## Required work
Rewrite the entries from their beginning through the line containing "xmin=526 ymin=255 xmax=607 ymax=320", both included, changing "tree" to "shrub" and keeping everything else the same. Omit the pictures from your answer.

═════ Data to process

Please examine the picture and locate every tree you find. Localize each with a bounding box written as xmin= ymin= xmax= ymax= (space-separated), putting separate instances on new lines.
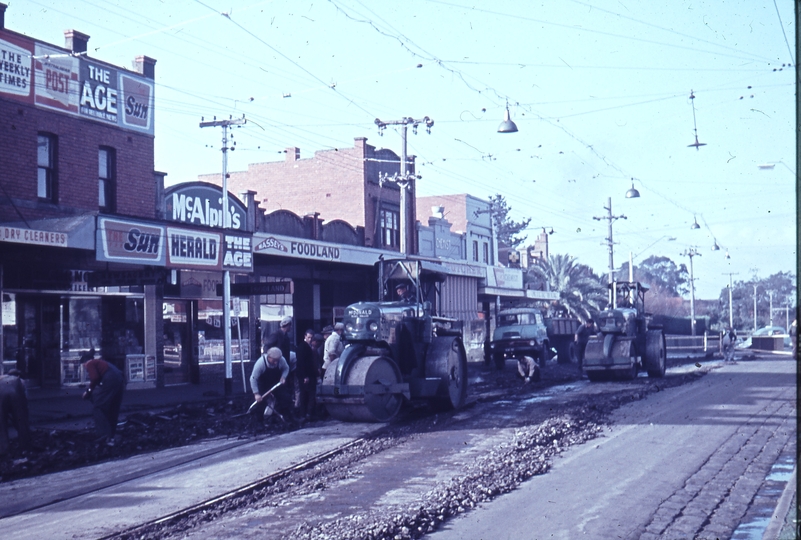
xmin=526 ymin=255 xmax=607 ymax=320
xmin=490 ymin=193 xmax=531 ymax=248
xmin=621 ymin=255 xmax=690 ymax=297
xmin=719 ymin=272 xmax=798 ymax=330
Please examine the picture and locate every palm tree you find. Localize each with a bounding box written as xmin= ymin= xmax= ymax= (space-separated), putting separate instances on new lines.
xmin=526 ymin=255 xmax=607 ymax=321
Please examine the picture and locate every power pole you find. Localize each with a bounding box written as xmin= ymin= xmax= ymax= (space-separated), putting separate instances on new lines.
xmin=200 ymin=115 xmax=247 ymax=396
xmin=592 ymin=197 xmax=628 ymax=309
xmin=723 ymin=272 xmax=739 ymax=328
xmin=682 ymin=247 xmax=701 ymax=336
xmin=375 ymin=116 xmax=434 ymax=255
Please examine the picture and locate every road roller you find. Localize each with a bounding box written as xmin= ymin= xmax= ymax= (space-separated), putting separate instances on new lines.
xmin=583 ymin=281 xmax=667 ymax=381
xmin=317 ymin=260 xmax=467 ymax=422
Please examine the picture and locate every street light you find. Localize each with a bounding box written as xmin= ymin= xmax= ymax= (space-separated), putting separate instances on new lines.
xmin=498 ymin=103 xmax=517 ymax=133
xmin=681 ymin=247 xmax=701 ymax=336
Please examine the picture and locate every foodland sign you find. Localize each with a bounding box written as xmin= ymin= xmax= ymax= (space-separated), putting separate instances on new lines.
xmin=164 ymin=182 xmax=247 ymax=231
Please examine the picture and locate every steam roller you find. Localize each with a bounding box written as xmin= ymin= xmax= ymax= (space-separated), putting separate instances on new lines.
xmin=582 ymin=281 xmax=667 ymax=381
xmin=317 ymin=258 xmax=467 ymax=422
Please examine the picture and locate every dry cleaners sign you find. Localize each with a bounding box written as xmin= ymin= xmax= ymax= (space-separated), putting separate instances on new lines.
xmin=164 ymin=182 xmax=247 ymax=231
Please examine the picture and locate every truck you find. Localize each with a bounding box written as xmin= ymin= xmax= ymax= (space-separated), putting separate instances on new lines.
xmin=484 ymin=307 xmax=550 ymax=370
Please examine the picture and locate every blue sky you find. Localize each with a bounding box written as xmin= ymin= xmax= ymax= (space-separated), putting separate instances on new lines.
xmin=5 ymin=0 xmax=797 ymax=298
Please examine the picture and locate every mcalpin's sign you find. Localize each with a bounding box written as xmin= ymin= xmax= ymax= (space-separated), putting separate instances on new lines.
xmin=164 ymin=182 xmax=247 ymax=231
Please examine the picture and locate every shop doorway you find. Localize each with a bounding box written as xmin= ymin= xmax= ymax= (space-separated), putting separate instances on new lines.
xmin=164 ymin=299 xmax=195 ymax=386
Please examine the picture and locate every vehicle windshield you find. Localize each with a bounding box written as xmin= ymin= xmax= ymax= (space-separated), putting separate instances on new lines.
xmin=498 ymin=313 xmax=542 ymax=327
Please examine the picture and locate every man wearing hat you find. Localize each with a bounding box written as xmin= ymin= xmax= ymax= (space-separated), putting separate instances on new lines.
xmin=250 ymin=347 xmax=290 ymax=421
xmin=81 ymin=348 xmax=125 ymax=446
xmin=323 ymin=323 xmax=345 ymax=373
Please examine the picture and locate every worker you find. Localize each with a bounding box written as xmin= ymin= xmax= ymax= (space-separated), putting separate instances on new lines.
xmin=0 ymin=369 xmax=31 ymax=455
xmin=250 ymin=344 xmax=290 ymax=423
xmin=81 ymin=348 xmax=125 ymax=447
xmin=517 ymin=356 xmax=540 ymax=384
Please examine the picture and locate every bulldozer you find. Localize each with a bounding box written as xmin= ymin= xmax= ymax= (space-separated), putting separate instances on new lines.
xmin=317 ymin=259 xmax=467 ymax=422
xmin=583 ymin=281 xmax=667 ymax=381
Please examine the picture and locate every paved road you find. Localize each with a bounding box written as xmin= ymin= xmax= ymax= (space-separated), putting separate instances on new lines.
xmin=430 ymin=357 xmax=797 ymax=540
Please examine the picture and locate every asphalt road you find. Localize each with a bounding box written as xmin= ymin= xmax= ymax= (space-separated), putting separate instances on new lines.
xmin=428 ymin=357 xmax=797 ymax=540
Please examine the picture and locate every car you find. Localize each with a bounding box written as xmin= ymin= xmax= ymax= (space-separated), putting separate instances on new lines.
xmin=484 ymin=308 xmax=550 ymax=369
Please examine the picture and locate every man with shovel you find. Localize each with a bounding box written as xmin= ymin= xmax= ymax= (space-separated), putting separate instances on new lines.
xmin=250 ymin=347 xmax=291 ymax=423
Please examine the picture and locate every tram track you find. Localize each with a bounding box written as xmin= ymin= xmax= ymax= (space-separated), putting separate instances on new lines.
xmin=0 ymin=356 xmax=712 ymax=539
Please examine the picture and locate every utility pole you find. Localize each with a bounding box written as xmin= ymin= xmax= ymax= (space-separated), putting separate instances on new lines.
xmin=200 ymin=115 xmax=247 ymax=396
xmin=723 ymin=272 xmax=739 ymax=328
xmin=375 ymin=116 xmax=434 ymax=255
xmin=682 ymin=247 xmax=701 ymax=336
xmin=592 ymin=197 xmax=628 ymax=309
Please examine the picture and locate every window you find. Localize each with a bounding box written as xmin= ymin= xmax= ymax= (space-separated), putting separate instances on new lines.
xmin=36 ymin=133 xmax=56 ymax=202
xmin=381 ymin=210 xmax=400 ymax=247
xmin=97 ymin=146 xmax=116 ymax=212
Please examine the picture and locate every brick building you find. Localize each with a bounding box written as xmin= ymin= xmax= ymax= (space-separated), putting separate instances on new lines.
xmin=0 ymin=4 xmax=161 ymax=386
xmin=199 ymin=137 xmax=417 ymax=253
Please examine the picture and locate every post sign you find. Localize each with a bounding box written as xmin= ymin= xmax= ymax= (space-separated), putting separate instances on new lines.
xmin=0 ymin=29 xmax=155 ymax=135
xmin=95 ymin=216 xmax=166 ymax=266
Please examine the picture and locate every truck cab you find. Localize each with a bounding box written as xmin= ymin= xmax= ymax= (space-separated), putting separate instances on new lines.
xmin=484 ymin=308 xmax=549 ymax=369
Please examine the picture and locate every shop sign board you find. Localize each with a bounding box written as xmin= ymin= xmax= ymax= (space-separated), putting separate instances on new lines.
xmin=253 ymin=233 xmax=388 ymax=266
xmin=167 ymin=227 xmax=221 ymax=270
xmin=223 ymin=234 xmax=253 ymax=272
xmin=0 ymin=226 xmax=69 ymax=247
xmin=0 ymin=29 xmax=155 ymax=135
xmin=217 ymin=281 xmax=295 ymax=296
xmin=95 ymin=216 xmax=166 ymax=266
xmin=164 ymin=182 xmax=247 ymax=231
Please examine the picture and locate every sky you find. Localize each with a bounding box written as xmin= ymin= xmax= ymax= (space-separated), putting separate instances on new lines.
xmin=4 ymin=0 xmax=797 ymax=299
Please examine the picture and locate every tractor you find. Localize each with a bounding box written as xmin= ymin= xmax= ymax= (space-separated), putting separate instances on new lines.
xmin=583 ymin=281 xmax=666 ymax=381
xmin=317 ymin=259 xmax=467 ymax=422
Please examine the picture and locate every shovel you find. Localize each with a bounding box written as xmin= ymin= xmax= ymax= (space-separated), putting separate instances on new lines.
xmin=231 ymin=381 xmax=283 ymax=420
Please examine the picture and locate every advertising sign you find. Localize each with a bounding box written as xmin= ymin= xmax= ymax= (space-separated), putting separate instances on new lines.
xmin=33 ymin=43 xmax=80 ymax=114
xmin=78 ymin=60 xmax=119 ymax=124
xmin=0 ymin=29 xmax=155 ymax=135
xmin=0 ymin=226 xmax=68 ymax=247
xmin=164 ymin=182 xmax=247 ymax=231
xmin=223 ymin=234 xmax=253 ymax=272
xmin=96 ymin=216 xmax=166 ymax=266
xmin=167 ymin=227 xmax=222 ymax=270
xmin=0 ymin=33 xmax=33 ymax=101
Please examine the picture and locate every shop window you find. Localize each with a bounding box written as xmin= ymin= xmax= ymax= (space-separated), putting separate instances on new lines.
xmin=36 ymin=133 xmax=57 ymax=202
xmin=381 ymin=210 xmax=400 ymax=247
xmin=97 ymin=146 xmax=117 ymax=212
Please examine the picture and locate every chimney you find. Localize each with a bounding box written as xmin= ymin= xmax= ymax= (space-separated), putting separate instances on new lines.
xmin=64 ymin=30 xmax=89 ymax=53
xmin=284 ymin=146 xmax=300 ymax=161
xmin=133 ymin=56 xmax=156 ymax=80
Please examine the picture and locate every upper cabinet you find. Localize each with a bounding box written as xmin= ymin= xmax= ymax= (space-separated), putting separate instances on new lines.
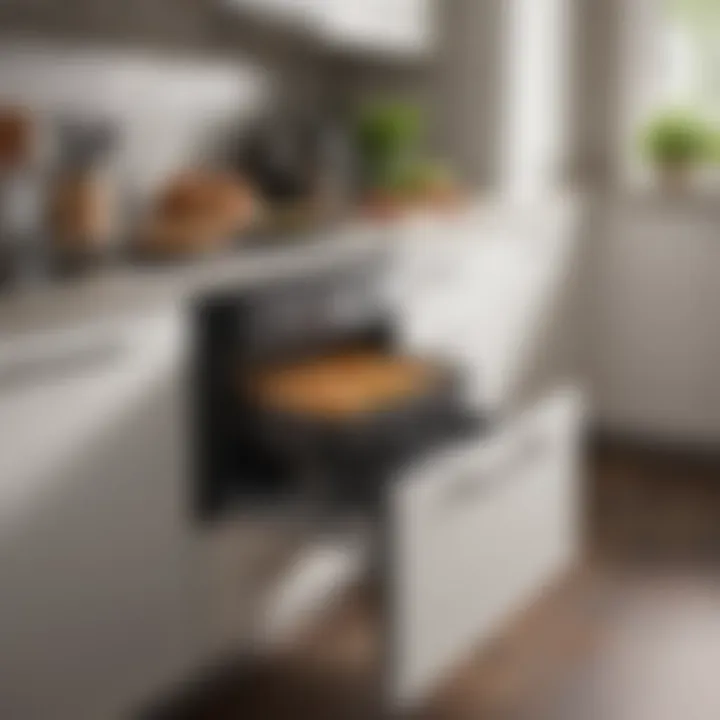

══════════

## Response
Please examine the picture and locate every shrub you find. Localize each with a bounding box written as xmin= ymin= xmax= ymax= (space-separated), putting separate instances on new lines.
xmin=526 ymin=255 xmax=607 ymax=320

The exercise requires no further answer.